• **Aim of the exercise**: Copy word for word the part of the passage below on nature and the brain that opens with the words "Partners in Cannock" and closes with "Cake = Cheese.)".

• **Page extract**:
----

Partners in Cannock Chase – The Great Imagining
The brain boost from being in nature goes beyond getting answers right in a test, according to Prof Kathryn Williams, an environmental psychologist at the University of Melbourne. “Research has consistently demonstrated enhanced creativity after immersion in natural environments,” she says. One study found that a four-day hike (with no access to phones or other technology) increased participants’ creativity by 50%. (If you’re wondering how you can put a number on creativity, that study used the Remote Associates Test, widely used as a measure of creative thinking, insight and problem-solving. Subjects are given three words and have to come up with a word that links them. For example, Big, Cottage, Cake = Cheese.)
What might be going on here? According to the biophilia hypothesis popularised by the American sociobiologist EO Wilson, humans function better in natural environments because our brains and bodies evolved in, and with, nature. “Biophilia makes a lot of sense,” says Dr David Strayer, a cognitive neuroscientist who heads the Applied Cognition Laboratory at the University of Utah. “As hunter-gatherers, those who were most attuned to the natural environment were the most likely to survive. But then we built all this infrastructure. We are trying to use the hunter-gatherer brain to live in the highly stressful and demanding modern world.”

----

• **Given entries**:
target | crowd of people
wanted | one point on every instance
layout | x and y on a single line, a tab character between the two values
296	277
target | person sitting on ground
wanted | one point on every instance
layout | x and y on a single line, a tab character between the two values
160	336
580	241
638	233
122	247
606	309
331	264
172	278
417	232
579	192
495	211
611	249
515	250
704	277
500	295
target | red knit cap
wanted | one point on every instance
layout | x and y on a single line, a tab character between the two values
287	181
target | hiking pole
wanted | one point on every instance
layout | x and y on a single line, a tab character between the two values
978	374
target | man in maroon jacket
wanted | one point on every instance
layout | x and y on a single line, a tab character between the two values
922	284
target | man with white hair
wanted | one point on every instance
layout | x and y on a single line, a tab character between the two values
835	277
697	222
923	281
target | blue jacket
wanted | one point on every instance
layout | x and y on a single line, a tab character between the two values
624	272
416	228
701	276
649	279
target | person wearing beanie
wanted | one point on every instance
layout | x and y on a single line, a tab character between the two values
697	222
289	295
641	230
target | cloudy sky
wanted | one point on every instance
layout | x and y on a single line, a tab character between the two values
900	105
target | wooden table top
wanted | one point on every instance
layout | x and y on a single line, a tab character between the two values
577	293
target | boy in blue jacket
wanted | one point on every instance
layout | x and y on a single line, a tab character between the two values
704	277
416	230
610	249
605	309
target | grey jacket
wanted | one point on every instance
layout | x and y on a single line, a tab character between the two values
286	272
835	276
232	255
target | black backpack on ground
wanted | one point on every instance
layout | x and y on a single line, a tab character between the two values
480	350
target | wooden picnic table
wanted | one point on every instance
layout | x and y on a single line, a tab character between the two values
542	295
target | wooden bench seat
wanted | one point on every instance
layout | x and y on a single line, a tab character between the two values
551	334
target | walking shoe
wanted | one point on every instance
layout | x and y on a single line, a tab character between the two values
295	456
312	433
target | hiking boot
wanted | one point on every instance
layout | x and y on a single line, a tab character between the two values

----

• **Response**:
Partners in Cannock Chase – The Great Imagining
The brain boost from being in nature goes beyond getting answers right in a test, according to Prof Kathryn Williams, an environmental psychologist at the University of Melbourne. “Research has consistently demonstrated enhanced creativity after immersion in natural environments,” she says. One study found that a four-day hike (with no access to phones or other technology) increased participants’ creativity by 50%. (If you’re wondering how you can put a number on creativity, that study used the Remote Associates Test, widely used as a measure of creative thinking, insight and problem-solving. Subjects are given three words and have to come up with a word that links them. For example, Big, Cottage, Cake = Cheese.)